- [Task directions]
Retype the records below exactly as they appear.
-- START OF Input data --
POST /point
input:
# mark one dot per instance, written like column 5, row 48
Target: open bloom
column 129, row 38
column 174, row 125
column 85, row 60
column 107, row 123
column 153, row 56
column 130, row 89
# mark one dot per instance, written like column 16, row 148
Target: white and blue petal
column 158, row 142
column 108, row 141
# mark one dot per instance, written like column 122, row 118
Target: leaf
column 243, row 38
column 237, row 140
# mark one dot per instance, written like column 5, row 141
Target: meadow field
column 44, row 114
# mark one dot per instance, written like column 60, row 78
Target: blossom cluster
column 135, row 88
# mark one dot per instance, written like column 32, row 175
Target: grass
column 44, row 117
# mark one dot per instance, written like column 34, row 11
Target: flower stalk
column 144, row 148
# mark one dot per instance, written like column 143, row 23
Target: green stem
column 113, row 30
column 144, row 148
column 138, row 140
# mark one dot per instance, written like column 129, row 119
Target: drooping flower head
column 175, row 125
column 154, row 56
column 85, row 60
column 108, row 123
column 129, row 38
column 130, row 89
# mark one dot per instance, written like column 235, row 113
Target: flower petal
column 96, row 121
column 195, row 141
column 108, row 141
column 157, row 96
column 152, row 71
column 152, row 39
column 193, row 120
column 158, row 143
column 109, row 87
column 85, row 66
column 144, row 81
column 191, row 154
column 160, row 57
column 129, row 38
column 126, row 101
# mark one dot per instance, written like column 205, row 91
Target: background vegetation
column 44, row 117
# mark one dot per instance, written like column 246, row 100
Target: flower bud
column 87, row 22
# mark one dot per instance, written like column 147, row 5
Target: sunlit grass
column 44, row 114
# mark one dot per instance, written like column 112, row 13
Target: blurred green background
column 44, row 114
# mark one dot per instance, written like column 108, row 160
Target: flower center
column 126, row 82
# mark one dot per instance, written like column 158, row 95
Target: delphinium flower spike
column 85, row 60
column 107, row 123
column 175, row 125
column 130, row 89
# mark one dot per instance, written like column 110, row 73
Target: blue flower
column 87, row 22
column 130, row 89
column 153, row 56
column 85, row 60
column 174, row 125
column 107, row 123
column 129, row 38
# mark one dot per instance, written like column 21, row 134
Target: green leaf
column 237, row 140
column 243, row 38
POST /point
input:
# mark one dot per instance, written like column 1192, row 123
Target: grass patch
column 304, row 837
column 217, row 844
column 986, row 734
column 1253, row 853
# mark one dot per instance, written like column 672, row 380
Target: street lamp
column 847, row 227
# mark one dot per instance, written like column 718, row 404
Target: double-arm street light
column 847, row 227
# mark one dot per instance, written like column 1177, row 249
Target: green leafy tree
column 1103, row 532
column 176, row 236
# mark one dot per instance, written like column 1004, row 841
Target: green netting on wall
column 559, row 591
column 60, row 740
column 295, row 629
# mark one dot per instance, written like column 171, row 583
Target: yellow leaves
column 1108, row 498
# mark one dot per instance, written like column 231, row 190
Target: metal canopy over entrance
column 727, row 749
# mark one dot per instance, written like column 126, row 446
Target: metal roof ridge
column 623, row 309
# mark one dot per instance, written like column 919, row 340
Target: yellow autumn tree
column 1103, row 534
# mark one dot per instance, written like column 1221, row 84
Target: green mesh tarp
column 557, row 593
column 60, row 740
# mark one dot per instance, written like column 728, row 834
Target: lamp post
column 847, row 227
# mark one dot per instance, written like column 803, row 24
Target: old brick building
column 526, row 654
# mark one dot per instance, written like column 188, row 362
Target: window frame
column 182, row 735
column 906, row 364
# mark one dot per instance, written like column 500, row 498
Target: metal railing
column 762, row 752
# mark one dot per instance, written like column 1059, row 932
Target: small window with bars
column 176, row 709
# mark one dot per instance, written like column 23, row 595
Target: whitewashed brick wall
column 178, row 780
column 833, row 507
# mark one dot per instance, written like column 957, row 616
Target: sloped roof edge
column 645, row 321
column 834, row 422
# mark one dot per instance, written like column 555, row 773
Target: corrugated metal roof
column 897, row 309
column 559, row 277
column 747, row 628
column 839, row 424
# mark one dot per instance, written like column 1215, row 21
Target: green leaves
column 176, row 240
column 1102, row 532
-- END OF Input data --
- [Exercise response]
POST /point
input:
# mark one dot per instance, written like column 5, row 48
Target: open bloom
column 129, row 38
column 174, row 125
column 85, row 60
column 107, row 123
column 153, row 56
column 130, row 89
# mark one dot per instance, written like column 16, row 148
Target: white and blue petal
column 158, row 142
column 108, row 141
# mark one dot per instance, written like column 122, row 118
Target: leaf
column 243, row 38
column 237, row 140
# mark one dot per instance, written like column 5, row 141
Target: meadow field
column 44, row 114
# mark one dot per instance, written like column 60, row 78
Target: blossom cluster
column 135, row 88
# mark one dot per instance, written like column 32, row 175
Target: grass
column 44, row 117
# mark one dot per instance, written like column 34, row 11
Target: flower stalk
column 144, row 148
# mark one dot per instance, written like column 143, row 23
Target: green stem
column 113, row 30
column 144, row 148
column 138, row 140
# mark one dot per instance, written like column 129, row 119
Target: drooping flower head
column 175, row 125
column 154, row 56
column 85, row 60
column 108, row 123
column 129, row 38
column 130, row 89
# mark one dot per instance, written like column 235, row 113
Target: flower petal
column 96, row 121
column 195, row 141
column 108, row 141
column 157, row 96
column 152, row 71
column 152, row 39
column 193, row 120
column 158, row 143
column 109, row 87
column 85, row 66
column 144, row 81
column 191, row 154
column 160, row 57
column 129, row 38
column 126, row 101
# mark one dot per instance, written like column 205, row 91
Target: background vegetation
column 44, row 117
# mark one dot per instance, written like column 246, row 100
Target: flower bud
column 87, row 22
# mark one dot per instance, written like column 147, row 5
Target: sunlit grass
column 44, row 114
# mark one dot per instance, written like column 112, row 13
Target: blurred green background
column 44, row 114
# mark one dot per instance, written like column 108, row 160
Target: flower center
column 126, row 82
# mark one dot per instance, written like column 158, row 95
Target: delphinium flower spike
column 85, row 60
column 107, row 123
column 175, row 125
column 130, row 89
# mark one dot per instance, written like column 110, row 73
Target: blue flower
column 87, row 22
column 130, row 89
column 153, row 56
column 85, row 60
column 174, row 125
column 107, row 123
column 129, row 38
# mark one dot per instance, written like column 21, row 134
Target: green leaf
column 237, row 140
column 243, row 38
POST /point
input:
# mark one dot per instance, written like column 1192, row 123
Target: grass patch
column 304, row 837
column 217, row 844
column 986, row 734
column 1253, row 853
# mark one dot per instance, written like column 672, row 380
Target: street lamp
column 847, row 227
# mark one dot per instance, written like column 718, row 404
Target: double-arm street light
column 847, row 227
# mark one dot per instance, written like column 1177, row 249
Target: green leafy tree
column 1103, row 532
column 176, row 236
# mark one dot per instance, written like column 1004, row 841
Target: green netting on wall
column 559, row 591
column 60, row 740
column 295, row 629
# mark one dot per instance, written like column 171, row 583
Target: yellow leaves
column 1108, row 498
# mark one dot per instance, written like column 231, row 190
Target: metal canopy over entrance
column 727, row 749
# mark one dot per instance, written like column 126, row 446
Target: metal roof ridge
column 623, row 309
# mark one dot per instance, written like column 919, row 340
Target: yellow autumn tree
column 1103, row 534
# mark one dot per instance, written like column 1221, row 84
Target: green mesh tarp
column 557, row 593
column 60, row 740
# mark one dot per instance, written like column 728, row 834
Target: lamp post
column 847, row 227
# mark one dot per instance, written like column 803, row 24
Target: old brick building
column 526, row 654
# mark one dot per instance, written like column 188, row 362
Target: window frame
column 182, row 735
column 906, row 364
# mark one dot per instance, written like column 500, row 498
Target: metal railing
column 762, row 752
# mark one dot per instance, written like column 1059, row 932
Target: small window with bars
column 176, row 709
# mark one dot per instance, written like column 23, row 595
Target: whitewashed brick wall
column 178, row 780
column 833, row 507
# mark one dot per instance, written like column 957, row 616
Target: sloped roof edge
column 645, row 321
column 834, row 422
# mark one dot per instance, written like column 555, row 773
Target: corrugated metal roof
column 897, row 309
column 559, row 277
column 747, row 628
column 839, row 424
# mark one dot per instance, written like column 1215, row 21
Target: green leaves
column 176, row 240
column 1102, row 532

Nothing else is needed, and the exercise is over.